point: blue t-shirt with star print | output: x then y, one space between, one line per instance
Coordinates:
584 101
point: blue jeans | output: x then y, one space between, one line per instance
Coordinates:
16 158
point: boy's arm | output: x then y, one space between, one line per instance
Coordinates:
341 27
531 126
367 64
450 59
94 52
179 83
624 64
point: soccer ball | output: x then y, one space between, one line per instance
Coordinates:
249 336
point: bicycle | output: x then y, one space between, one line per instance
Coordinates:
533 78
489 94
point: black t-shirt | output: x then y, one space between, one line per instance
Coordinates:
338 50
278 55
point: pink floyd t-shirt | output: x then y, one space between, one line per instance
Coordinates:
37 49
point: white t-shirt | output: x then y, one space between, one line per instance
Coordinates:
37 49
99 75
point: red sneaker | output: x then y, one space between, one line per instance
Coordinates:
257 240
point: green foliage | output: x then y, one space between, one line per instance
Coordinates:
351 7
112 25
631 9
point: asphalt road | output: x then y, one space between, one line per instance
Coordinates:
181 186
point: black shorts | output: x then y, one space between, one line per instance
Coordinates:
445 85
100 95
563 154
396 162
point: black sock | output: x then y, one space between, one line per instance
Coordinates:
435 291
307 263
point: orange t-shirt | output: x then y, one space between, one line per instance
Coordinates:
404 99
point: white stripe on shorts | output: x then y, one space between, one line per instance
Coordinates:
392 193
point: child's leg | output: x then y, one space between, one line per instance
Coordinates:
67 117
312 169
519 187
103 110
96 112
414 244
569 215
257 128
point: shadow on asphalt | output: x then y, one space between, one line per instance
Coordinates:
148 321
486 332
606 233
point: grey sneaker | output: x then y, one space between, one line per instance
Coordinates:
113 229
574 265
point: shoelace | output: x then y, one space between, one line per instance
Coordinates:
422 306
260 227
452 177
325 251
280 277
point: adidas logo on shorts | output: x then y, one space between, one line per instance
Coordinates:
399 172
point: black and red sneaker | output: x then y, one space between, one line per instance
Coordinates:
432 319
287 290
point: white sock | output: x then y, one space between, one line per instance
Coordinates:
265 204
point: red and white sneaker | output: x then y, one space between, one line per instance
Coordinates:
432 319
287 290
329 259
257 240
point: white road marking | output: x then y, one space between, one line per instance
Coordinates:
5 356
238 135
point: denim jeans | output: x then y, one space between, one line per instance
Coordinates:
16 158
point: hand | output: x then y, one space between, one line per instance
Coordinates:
=====
→ **Required task**
Repeat exactly, and only, the lines from the line with "point: child's leg" through the end of the listing above, both ends included.

→ **Answer for the task**
point: child's leg | output: x then y, one space between, one line per instance
Coordinates:
67 117
312 169
519 187
103 110
96 112
414 244
569 215
257 128
point: shadow on asphalt | output: x then y, one space between, one line per instance
Coordinates:
148 321
486 332
606 233
point: grey sneaker | output: x then y, one space between, one line per instance
Coordinates:
113 229
574 265
point: shoelace | output: x then y, one space between, one line per instance
Coordinates:
422 306
260 227
452 177
325 251
280 277
point: adidas logo on shorts | output: x then y, one space between, one line per instance
Coordinates:
399 172
point: black and red sneaker | output: x then y, one space between, one line per instance
Coordinates:
432 319
287 290
point: white sock | output: x then y, one space between, one line per instance
Coordinates:
265 204
point: red and white sneaker | output: x then y, one space between, one line per instance
Coordinates:
432 319
287 290
329 259
257 240
point: white road marking | output: x then y, one space between, one line per instance
Coordinates:
5 356
238 135
point: denim jeans | output: x then y, one space between, one line per instance
Coordinates:
16 158
point: hand | output: x then y, one space between, one line per instance
Coordinates:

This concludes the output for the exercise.